- [Required task]:
Pull from the listing below each line that contains the string "stone". The match is case-sensitive.

- [Dataset records]:
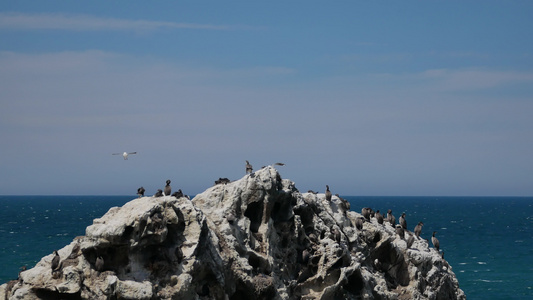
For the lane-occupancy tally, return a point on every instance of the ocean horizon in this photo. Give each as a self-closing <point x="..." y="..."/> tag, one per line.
<point x="486" y="240"/>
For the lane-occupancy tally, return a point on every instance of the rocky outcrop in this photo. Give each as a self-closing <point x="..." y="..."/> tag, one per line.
<point x="254" y="238"/>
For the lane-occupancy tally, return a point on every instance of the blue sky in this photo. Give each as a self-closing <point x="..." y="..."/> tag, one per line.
<point x="372" y="98"/>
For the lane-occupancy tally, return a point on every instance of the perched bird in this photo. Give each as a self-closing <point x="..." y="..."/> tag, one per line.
<point x="75" y="250"/>
<point x="249" y="168"/>
<point x="344" y="203"/>
<point x="359" y="223"/>
<point x="178" y="194"/>
<point x="328" y="193"/>
<point x="435" y="241"/>
<point x="379" y="217"/>
<point x="400" y="231"/>
<point x="179" y="254"/>
<point x="140" y="192"/>
<point x="305" y="256"/>
<point x="168" y="189"/>
<point x="222" y="181"/>
<point x="390" y="218"/>
<point x="418" y="229"/>
<point x="22" y="269"/>
<point x="99" y="264"/>
<point x="125" y="154"/>
<point x="410" y="239"/>
<point x="403" y="222"/>
<point x="366" y="213"/>
<point x="55" y="262"/>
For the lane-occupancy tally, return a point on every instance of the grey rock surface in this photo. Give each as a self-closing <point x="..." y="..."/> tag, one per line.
<point x="254" y="238"/>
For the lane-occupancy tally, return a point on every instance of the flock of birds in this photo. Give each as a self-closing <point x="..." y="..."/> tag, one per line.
<point x="167" y="191"/>
<point x="368" y="213"/>
<point x="401" y="227"/>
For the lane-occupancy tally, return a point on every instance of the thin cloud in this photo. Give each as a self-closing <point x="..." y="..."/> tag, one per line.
<point x="20" y="21"/>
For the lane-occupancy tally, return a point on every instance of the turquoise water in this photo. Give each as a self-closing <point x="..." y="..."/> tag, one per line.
<point x="487" y="240"/>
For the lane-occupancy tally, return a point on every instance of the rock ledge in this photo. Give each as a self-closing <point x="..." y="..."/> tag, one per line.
<point x="254" y="238"/>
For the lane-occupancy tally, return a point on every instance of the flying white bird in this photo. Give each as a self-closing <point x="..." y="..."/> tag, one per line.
<point x="125" y="154"/>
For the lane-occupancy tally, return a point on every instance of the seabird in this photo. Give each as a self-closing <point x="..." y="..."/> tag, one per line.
<point x="168" y="189"/>
<point x="249" y="168"/>
<point x="344" y="203"/>
<point x="55" y="262"/>
<point x="328" y="193"/>
<point x="359" y="223"/>
<point x="400" y="231"/>
<point x="178" y="253"/>
<point x="178" y="194"/>
<point x="99" y="264"/>
<point x="366" y="213"/>
<point x="403" y="222"/>
<point x="435" y="241"/>
<point x="140" y="192"/>
<point x="379" y="217"/>
<point x="390" y="218"/>
<point x="418" y="229"/>
<point x="125" y="154"/>
<point x="75" y="250"/>
<point x="222" y="181"/>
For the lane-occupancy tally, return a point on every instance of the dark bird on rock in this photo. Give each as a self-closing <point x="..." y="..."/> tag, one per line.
<point x="249" y="168"/>
<point x="22" y="269"/>
<point x="99" y="264"/>
<point x="305" y="256"/>
<point x="140" y="192"/>
<point x="344" y="203"/>
<point x="75" y="250"/>
<point x="178" y="253"/>
<point x="403" y="222"/>
<point x="390" y="218"/>
<point x="379" y="217"/>
<point x="328" y="193"/>
<point x="435" y="241"/>
<point x="359" y="223"/>
<point x="418" y="229"/>
<point x="168" y="189"/>
<point x="125" y="154"/>
<point x="55" y="262"/>
<point x="222" y="181"/>
<point x="178" y="194"/>
<point x="336" y="234"/>
<point x="400" y="231"/>
<point x="365" y="211"/>
<point x="410" y="239"/>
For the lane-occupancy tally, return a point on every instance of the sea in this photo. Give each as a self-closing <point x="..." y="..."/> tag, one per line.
<point x="488" y="241"/>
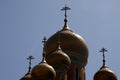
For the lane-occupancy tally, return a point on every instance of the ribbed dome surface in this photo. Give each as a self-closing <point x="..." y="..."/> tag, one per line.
<point x="59" y="60"/>
<point x="105" y="74"/>
<point x="43" y="71"/>
<point x="70" y="42"/>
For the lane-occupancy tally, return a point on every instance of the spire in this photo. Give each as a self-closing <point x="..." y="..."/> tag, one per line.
<point x="44" y="53"/>
<point x="30" y="60"/>
<point x="103" y="50"/>
<point x="65" y="20"/>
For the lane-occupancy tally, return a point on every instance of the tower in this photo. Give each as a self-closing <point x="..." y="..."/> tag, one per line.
<point x="72" y="45"/>
<point x="104" y="73"/>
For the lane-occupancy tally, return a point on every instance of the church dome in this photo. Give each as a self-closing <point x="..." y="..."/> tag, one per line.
<point x="43" y="71"/>
<point x="105" y="74"/>
<point x="70" y="42"/>
<point x="59" y="60"/>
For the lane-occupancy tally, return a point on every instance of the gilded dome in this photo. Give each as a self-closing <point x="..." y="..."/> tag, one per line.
<point x="26" y="77"/>
<point x="70" y="42"/>
<point x="59" y="60"/>
<point x="43" y="71"/>
<point x="105" y="74"/>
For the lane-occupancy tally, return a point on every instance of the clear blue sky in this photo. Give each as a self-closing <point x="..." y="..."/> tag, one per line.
<point x="24" y="23"/>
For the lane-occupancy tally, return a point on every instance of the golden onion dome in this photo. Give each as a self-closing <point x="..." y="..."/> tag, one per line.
<point x="59" y="60"/>
<point x="71" y="43"/>
<point x="105" y="74"/>
<point x="26" y="77"/>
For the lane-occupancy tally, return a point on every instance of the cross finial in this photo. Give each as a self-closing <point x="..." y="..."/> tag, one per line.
<point x="65" y="9"/>
<point x="44" y="43"/>
<point x="30" y="60"/>
<point x="65" y="20"/>
<point x="58" y="43"/>
<point x="103" y="50"/>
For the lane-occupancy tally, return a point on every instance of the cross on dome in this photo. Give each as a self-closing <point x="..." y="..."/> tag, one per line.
<point x="65" y="20"/>
<point x="65" y="9"/>
<point x="44" y="53"/>
<point x="103" y="50"/>
<point x="30" y="60"/>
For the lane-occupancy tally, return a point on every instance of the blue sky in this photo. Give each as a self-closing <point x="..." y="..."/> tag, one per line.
<point x="24" y="23"/>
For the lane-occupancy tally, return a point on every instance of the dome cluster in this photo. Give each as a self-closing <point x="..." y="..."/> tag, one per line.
<point x="105" y="74"/>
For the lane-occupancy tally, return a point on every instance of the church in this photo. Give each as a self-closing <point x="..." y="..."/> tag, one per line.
<point x="65" y="56"/>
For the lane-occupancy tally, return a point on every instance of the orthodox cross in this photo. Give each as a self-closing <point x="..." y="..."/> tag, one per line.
<point x="30" y="60"/>
<point x="103" y="50"/>
<point x="65" y="9"/>
<point x="44" y="43"/>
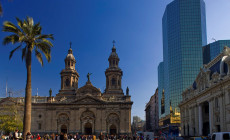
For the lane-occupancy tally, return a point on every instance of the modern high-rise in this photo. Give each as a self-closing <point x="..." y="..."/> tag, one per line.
<point x="212" y="50"/>
<point x="184" y="34"/>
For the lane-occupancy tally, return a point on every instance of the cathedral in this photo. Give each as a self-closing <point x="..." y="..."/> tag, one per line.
<point x="85" y="110"/>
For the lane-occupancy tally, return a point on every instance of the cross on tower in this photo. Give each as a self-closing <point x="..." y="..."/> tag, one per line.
<point x="114" y="42"/>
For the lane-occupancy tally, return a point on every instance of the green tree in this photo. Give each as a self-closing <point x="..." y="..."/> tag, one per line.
<point x="11" y="118"/>
<point x="29" y="38"/>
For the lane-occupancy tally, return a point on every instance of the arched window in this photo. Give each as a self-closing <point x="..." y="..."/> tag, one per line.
<point x="67" y="82"/>
<point x="113" y="81"/>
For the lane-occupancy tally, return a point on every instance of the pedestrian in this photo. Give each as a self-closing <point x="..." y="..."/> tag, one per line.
<point x="29" y="136"/>
<point x="15" y="135"/>
<point x="101" y="136"/>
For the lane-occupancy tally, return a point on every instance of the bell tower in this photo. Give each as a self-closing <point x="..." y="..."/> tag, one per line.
<point x="113" y="74"/>
<point x="69" y="76"/>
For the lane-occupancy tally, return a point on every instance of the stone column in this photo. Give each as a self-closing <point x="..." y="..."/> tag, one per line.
<point x="196" y="121"/>
<point x="190" y="122"/>
<point x="210" y="115"/>
<point x="221" y="113"/>
<point x="200" y="120"/>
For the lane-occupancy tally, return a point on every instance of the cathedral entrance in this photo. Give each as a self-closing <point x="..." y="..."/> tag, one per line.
<point x="113" y="130"/>
<point x="88" y="129"/>
<point x="63" y="129"/>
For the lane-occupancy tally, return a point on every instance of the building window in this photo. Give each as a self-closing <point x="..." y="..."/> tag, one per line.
<point x="67" y="82"/>
<point x="113" y="81"/>
<point x="229" y="98"/>
<point x="39" y="126"/>
<point x="216" y="103"/>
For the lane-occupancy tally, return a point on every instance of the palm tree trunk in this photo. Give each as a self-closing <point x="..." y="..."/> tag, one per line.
<point x="27" y="105"/>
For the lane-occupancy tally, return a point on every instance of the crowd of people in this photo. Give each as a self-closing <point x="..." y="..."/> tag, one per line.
<point x="64" y="136"/>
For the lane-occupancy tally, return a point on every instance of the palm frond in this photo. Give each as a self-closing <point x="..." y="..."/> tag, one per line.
<point x="37" y="29"/>
<point x="10" y="27"/>
<point x="24" y="52"/>
<point x="29" y="34"/>
<point x="30" y="21"/>
<point x="45" y="36"/>
<point x="12" y="52"/>
<point x="39" y="56"/>
<point x="45" y="48"/>
<point x="20" y="23"/>
<point x="11" y="39"/>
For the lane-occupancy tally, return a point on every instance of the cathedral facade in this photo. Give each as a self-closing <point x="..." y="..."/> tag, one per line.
<point x="85" y="110"/>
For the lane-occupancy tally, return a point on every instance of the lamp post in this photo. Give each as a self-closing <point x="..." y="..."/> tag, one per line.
<point x="57" y="126"/>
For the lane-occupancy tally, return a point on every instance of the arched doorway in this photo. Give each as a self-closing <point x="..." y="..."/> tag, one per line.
<point x="113" y="130"/>
<point x="88" y="128"/>
<point x="63" y="129"/>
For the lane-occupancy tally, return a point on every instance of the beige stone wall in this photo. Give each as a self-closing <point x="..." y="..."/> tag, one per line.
<point x="49" y="115"/>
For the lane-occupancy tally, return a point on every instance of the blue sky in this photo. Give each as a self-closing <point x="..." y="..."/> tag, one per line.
<point x="91" y="25"/>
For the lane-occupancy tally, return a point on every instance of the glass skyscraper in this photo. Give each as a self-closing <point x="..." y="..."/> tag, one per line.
<point x="184" y="34"/>
<point x="211" y="50"/>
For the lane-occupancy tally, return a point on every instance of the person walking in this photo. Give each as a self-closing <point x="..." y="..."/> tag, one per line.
<point x="16" y="135"/>
<point x="28" y="136"/>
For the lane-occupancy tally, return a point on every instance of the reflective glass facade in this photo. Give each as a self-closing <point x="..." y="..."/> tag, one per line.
<point x="211" y="50"/>
<point x="184" y="34"/>
<point x="160" y="87"/>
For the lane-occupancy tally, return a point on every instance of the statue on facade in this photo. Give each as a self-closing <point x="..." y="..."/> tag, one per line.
<point x="226" y="51"/>
<point x="50" y="91"/>
<point x="127" y="90"/>
<point x="88" y="76"/>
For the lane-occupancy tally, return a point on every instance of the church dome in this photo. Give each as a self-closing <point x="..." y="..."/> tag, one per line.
<point x="113" y="53"/>
<point x="70" y="55"/>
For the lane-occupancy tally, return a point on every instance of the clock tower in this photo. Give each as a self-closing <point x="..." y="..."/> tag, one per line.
<point x="113" y="74"/>
<point x="69" y="75"/>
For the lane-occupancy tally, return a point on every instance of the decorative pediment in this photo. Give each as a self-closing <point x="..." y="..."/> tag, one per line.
<point x="7" y="101"/>
<point x="88" y="100"/>
<point x="88" y="89"/>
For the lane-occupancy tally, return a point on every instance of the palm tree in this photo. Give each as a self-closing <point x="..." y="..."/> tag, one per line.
<point x="29" y="38"/>
<point x="0" y="9"/>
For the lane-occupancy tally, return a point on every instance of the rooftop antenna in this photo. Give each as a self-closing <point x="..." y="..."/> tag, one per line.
<point x="114" y="42"/>
<point x="70" y="44"/>
<point x="6" y="88"/>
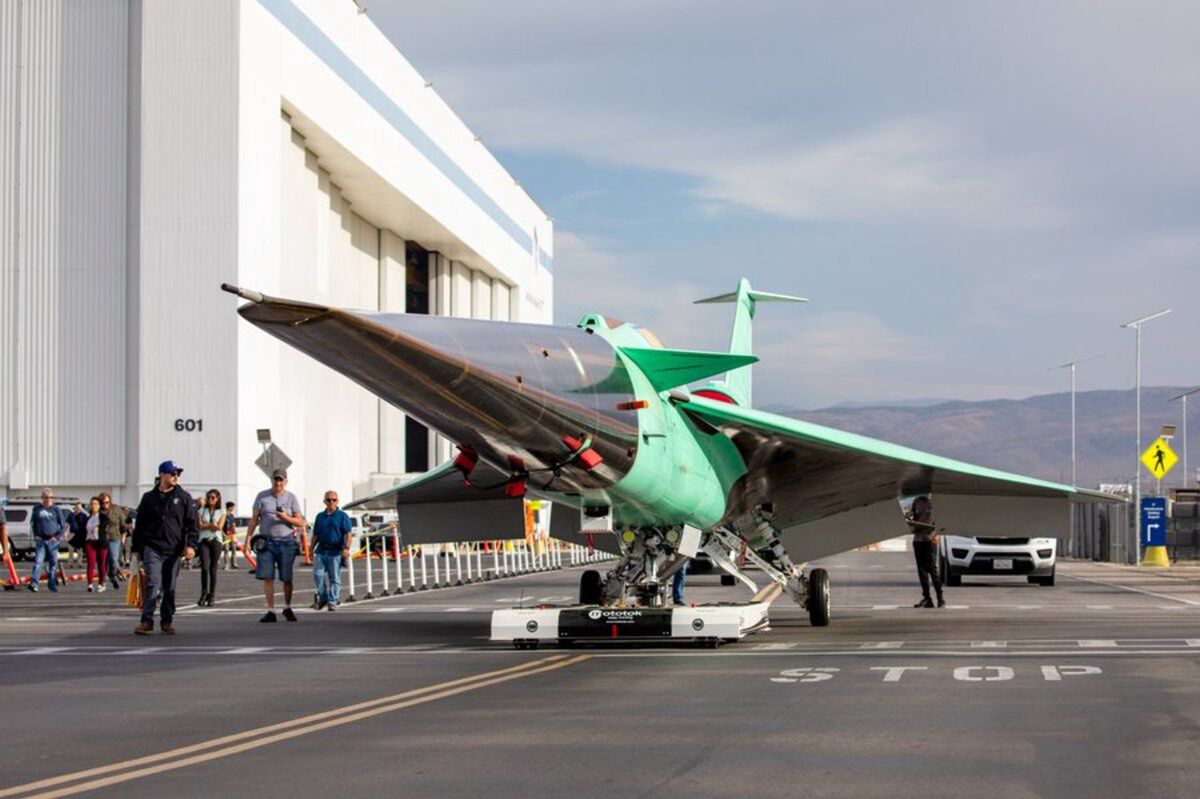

- [Worked answer]:
For the lane-occupancy tally, return a point on every instance of the stone column in this photo. Give each as a self-closing <point x="..." y="..."/> tag, one per line.
For the lane-occupancy tally, return a point on every instance of the beige stone wall in this photo. Give each as a self-closing <point x="..." y="..."/> tag, one per line.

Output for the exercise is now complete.